§ Task instructions:
Repeat the material word for word, from the line containing "Find the roofline;" through the line containing "POLYGON ((293 31, 289", including both of those lines.

§ Supplied information:
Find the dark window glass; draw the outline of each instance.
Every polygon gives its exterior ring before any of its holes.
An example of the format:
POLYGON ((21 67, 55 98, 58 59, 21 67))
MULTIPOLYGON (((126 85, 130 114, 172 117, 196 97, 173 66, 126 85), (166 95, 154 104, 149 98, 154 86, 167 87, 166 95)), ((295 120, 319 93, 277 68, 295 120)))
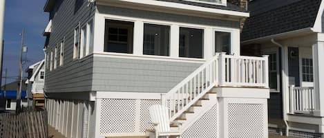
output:
POLYGON ((229 54, 231 51, 231 33, 215 32, 215 52, 226 52, 229 54))
POLYGON ((134 23, 106 20, 104 51, 133 53, 134 23))
POLYGON ((204 30, 180 27, 179 56, 202 58, 204 30))
POLYGON ((313 82, 313 59, 302 58, 302 73, 303 82, 313 82))
POLYGON ((146 55, 169 55, 170 27, 144 24, 143 54, 146 55))

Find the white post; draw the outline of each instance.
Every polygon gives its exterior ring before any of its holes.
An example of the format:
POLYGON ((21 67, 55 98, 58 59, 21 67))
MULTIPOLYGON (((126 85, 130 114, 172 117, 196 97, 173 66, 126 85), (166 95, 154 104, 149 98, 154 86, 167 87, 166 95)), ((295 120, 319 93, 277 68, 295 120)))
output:
POLYGON ((134 55, 143 55, 144 22, 134 23, 134 40, 133 51, 134 55))
POLYGON ((315 101, 319 112, 316 114, 324 117, 324 42, 317 42, 313 45, 314 77, 315 101))
POLYGON ((294 98, 294 87, 295 87, 294 85, 292 85, 289 87, 289 94, 290 94, 290 113, 294 113, 294 111, 295 110, 295 101, 294 98))
POLYGON ((219 60, 219 83, 221 87, 224 86, 224 82, 225 82, 225 53, 222 52, 220 54, 220 60, 219 60))
POLYGON ((170 56, 179 57, 179 25, 172 25, 170 28, 170 56))
POLYGON ((269 55, 263 55, 265 58, 265 65, 263 66, 263 83, 265 84, 265 87, 269 88, 269 55))

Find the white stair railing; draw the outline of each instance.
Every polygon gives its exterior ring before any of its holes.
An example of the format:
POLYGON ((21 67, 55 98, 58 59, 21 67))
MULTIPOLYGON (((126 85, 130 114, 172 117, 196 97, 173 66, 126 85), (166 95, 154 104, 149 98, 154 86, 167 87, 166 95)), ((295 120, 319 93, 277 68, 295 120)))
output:
POLYGON ((169 93, 162 104, 169 107, 170 121, 174 121, 217 84, 218 54, 194 71, 169 93))
POLYGON ((312 114, 317 108, 314 87, 289 88, 290 113, 312 114))
POLYGON ((220 55, 220 85, 269 87, 268 56, 220 55))

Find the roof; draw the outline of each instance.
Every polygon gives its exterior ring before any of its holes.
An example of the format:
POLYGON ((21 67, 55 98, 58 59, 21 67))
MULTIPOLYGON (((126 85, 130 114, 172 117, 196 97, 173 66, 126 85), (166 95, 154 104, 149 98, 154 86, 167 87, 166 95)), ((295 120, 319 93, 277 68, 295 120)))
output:
POLYGON ((213 4, 207 4, 207 3, 202 3, 199 2, 193 2, 193 1, 183 1, 183 0, 158 0, 158 1, 162 1, 166 2, 174 2, 182 4, 187 4, 204 8, 214 8, 214 9, 220 9, 220 10, 231 10, 236 12, 249 12, 247 10, 240 8, 236 5, 232 5, 229 3, 227 3, 227 5, 213 5, 213 4))
POLYGON ((251 16, 246 20, 241 40, 313 27, 320 5, 321 0, 303 0, 251 16))

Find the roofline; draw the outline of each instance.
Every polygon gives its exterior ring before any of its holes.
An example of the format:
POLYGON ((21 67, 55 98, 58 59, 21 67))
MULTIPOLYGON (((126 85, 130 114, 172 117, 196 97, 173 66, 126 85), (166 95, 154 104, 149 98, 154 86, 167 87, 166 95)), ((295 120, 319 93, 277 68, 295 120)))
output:
POLYGON ((293 31, 289 31, 289 32, 283 32, 283 33, 280 33, 280 34, 272 34, 272 35, 270 35, 270 36, 259 37, 259 38, 254 38, 254 39, 250 39, 250 40, 248 40, 248 41, 242 41, 241 43, 248 44, 248 43, 251 43, 254 41, 262 41, 263 40, 267 40, 267 39, 278 38, 278 37, 280 37, 280 36, 283 36, 292 35, 292 34, 296 34, 296 33, 301 33, 301 32, 315 32, 314 31, 313 27, 306 27, 306 28, 293 30, 293 31))
MULTIPOLYGON (((96 0, 96 1, 97 4, 104 4, 104 3, 106 2, 106 0, 96 0)), ((111 2, 111 1, 109 1, 109 2, 111 2)), ((211 13, 211 14, 227 14, 227 15, 240 16, 240 17, 243 17, 243 18, 249 16, 249 12, 238 12, 238 11, 234 11, 234 10, 229 10, 205 8, 205 7, 200 7, 200 6, 197 6, 197 5, 191 5, 178 3, 173 3, 172 4, 170 4, 170 2, 168 2, 168 1, 153 1, 153 0, 118 0, 118 1, 114 1, 114 2, 115 2, 116 3, 128 2, 128 3, 132 3, 133 4, 153 5, 153 6, 158 6, 158 7, 162 7, 162 8, 165 8, 184 10, 190 10, 190 11, 200 12, 207 12, 207 13, 211 13)))
POLYGON ((46 0, 46 3, 45 3, 45 5, 43 8, 44 12, 50 12, 50 9, 52 8, 51 4, 53 4, 53 2, 55 0, 46 0))
POLYGON ((39 71, 39 69, 41 69, 41 66, 43 66, 44 63, 45 62, 45 60, 42 60, 40 62, 41 62, 41 63, 37 67, 37 69, 36 69, 35 72, 33 71, 32 77, 30 77, 30 79, 29 79, 30 82, 34 82, 35 77, 36 74, 39 71))

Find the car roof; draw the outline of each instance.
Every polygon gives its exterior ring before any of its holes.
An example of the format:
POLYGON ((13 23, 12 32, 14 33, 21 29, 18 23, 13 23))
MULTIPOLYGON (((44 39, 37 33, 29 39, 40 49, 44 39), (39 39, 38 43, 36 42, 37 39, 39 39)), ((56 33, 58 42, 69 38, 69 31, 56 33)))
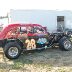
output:
MULTIPOLYGON (((9 24, 7 27, 18 27, 18 26, 41 26, 40 24, 9 24)), ((42 26, 41 26, 42 27, 42 26)))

§ Response:
Find the roofline; draw the outline of each instance.
Every polygon gives its exterior ring before any of its holes.
An example of the format:
POLYGON ((21 67, 55 98, 58 59, 21 67))
MULTIPOLYGON (((126 85, 130 114, 172 117, 196 97, 173 66, 126 85), (166 95, 154 104, 149 98, 154 86, 167 87, 166 95)), ((295 120, 319 93, 277 68, 295 120)))
output:
POLYGON ((293 31, 289 31, 289 32, 283 32, 283 33, 280 33, 280 34, 272 34, 272 35, 270 35, 270 36, 259 37, 259 38, 254 38, 254 39, 250 39, 250 40, 248 40, 248 41, 242 41, 241 43, 248 44, 248 43, 251 43, 254 41, 262 41, 263 40, 267 40, 267 39, 278 38, 278 37, 280 37, 280 36, 283 36, 292 35, 292 34, 296 34, 296 33, 301 33, 301 32, 315 32, 314 31, 313 27, 306 27, 306 28, 293 30, 293 31))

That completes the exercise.